*** Records supplied ***

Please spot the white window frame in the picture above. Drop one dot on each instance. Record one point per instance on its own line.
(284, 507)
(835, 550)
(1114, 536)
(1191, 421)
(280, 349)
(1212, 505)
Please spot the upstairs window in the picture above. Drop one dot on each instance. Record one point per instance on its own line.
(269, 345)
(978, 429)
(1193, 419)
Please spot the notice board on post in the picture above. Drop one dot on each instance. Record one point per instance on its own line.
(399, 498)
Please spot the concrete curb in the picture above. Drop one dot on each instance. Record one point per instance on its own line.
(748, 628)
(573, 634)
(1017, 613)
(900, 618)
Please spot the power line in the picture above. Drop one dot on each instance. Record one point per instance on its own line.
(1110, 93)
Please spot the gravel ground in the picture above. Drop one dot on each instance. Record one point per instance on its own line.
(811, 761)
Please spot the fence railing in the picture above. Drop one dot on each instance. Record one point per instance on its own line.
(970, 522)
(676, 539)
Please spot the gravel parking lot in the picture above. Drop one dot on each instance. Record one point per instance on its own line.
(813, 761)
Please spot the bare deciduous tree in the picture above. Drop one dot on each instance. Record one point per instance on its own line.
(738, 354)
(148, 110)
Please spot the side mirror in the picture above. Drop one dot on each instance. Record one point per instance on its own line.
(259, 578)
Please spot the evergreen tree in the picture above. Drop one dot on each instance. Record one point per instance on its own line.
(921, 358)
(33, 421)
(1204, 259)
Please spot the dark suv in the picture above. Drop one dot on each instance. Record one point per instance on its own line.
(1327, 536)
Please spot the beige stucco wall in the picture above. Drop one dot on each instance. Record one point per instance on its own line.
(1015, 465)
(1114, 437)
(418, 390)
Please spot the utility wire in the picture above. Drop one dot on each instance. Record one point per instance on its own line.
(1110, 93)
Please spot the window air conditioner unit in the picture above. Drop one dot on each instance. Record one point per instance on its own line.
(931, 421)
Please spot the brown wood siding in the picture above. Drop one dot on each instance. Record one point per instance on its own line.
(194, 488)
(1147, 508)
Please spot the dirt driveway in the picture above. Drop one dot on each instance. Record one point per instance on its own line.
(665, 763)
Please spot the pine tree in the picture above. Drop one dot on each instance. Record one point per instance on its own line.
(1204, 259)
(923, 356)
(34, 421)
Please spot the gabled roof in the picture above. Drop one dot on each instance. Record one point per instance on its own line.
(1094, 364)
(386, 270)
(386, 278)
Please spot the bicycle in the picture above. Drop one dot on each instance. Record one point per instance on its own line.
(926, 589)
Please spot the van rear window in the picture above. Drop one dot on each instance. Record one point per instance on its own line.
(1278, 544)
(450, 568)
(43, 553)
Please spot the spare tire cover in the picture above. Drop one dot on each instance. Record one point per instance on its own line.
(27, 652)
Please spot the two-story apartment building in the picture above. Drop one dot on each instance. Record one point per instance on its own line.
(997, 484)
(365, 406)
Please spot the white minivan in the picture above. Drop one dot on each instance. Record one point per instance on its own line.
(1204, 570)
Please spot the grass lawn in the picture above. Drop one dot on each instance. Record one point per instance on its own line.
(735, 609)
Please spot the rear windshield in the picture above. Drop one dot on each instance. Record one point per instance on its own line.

*** End of Records supplied ***

Required action
Transcribe all of the data so that each line matches the source exactly.

The answer
Please spot the white window frame in the picture above. Drop one dot on each instance. Record one point per instance on its own line.
(284, 507)
(835, 550)
(1114, 536)
(1191, 421)
(280, 349)
(1212, 505)
Please spot the upstairs window in the picture above. Drop one dot on each instance. Record one point per instance on its own line.
(269, 345)
(978, 429)
(1193, 419)
Please spot the notice board on post in the picture above. Drop one dot on each instance. Record one point per instance on its own line.
(399, 498)
Please spot the concrete curb in the picture above. Drop one dot on each instance. Record one point per instance on its own line.
(748, 628)
(573, 634)
(1017, 613)
(900, 618)
Please spot the power line in the picture above. Drop one dot on each instance. Record one point per instance on its own line.
(1110, 93)
Please spot the gravel ground in the picture above. Drop one dot on each instance. Record one point per instance on its own line.
(811, 761)
Please spot the fence railing in the picture above. Drop one dot on each instance. Record one point per instance on its own line.
(970, 522)
(676, 539)
Please spot the gravel parking lot in the picture above. Drop one dot on each instance. Record one point per instance on its own line.
(813, 761)
Please spot the bare deciduous tree in the picture above. Drop one dot on each instance. Record one point per instance on its own line.
(738, 354)
(148, 110)
Please spot the side mirror in the picture above. Drop one dot on each instance. Record one point per instance on its own line.
(259, 578)
Please spot the evergreen tree in the picture above. Drop one dot on each instance. Record one point per instance on its own line.
(921, 358)
(33, 421)
(1204, 259)
Please spot the dark suv in the picture above. Drop one dot on each instance. Record one point per instance on its own line.
(1327, 536)
Please spot the beige stucco wall in the picture above. Drop one dot on each instance. Record one point per instance on its own line.
(1015, 465)
(1114, 437)
(418, 390)
Please spot the utility wire in the picture above. Drop one dot on each instance. Record one point per instance on its own line.
(1110, 93)
Please spot the window air conditioner unit in the picture above. Drop one dot on each instance. Record one point per instance on its own line.
(931, 421)
Please spot the brown wood siding in the picture above. Drop one dot on each instance. Record one point per instance on its own line.
(194, 488)
(1147, 508)
Please spot the dirt driveway in the picture above. Drop one dot on each instance. Record one point per instance on its own line.
(665, 763)
Please spot the pine tree in the picture above. Drop one dot on each instance. Record one point per instance on its own line.
(1204, 259)
(923, 356)
(34, 421)
Please spot the gabled roof in the picture above. Drop one dot on each instance. Record one point per instance on its own line.
(1094, 364)
(386, 270)
(386, 278)
Please spot the bicycle in the picture above. Drop one dot on each instance. Record one point per instance on its own line.
(926, 589)
Please spot the van rear window in the picture above. Drop one dot on each instance. Record one point per instance on its own line.
(1278, 544)
(450, 568)
(43, 553)
Please spot the spare tire cover in the picture above. Drop one dot on each instance. Record one point per instance on its own line.
(27, 652)
Please spot the two-story apartment building in the picture above. Drop one dot on each instance. Record one point per instance on its own line.
(997, 484)
(365, 406)
Please spot the white minivan in the picture above. Drop one dot on each instance. Record one point per instance on its own line.
(1204, 570)
Please spot the grass lawn in the picture above. Drop one dot on each instance. Record one point per instance on its own line.
(735, 609)
Please spot the rear windshield in the picture above. Drop one dot on each instance. Record one point per instance on its own line.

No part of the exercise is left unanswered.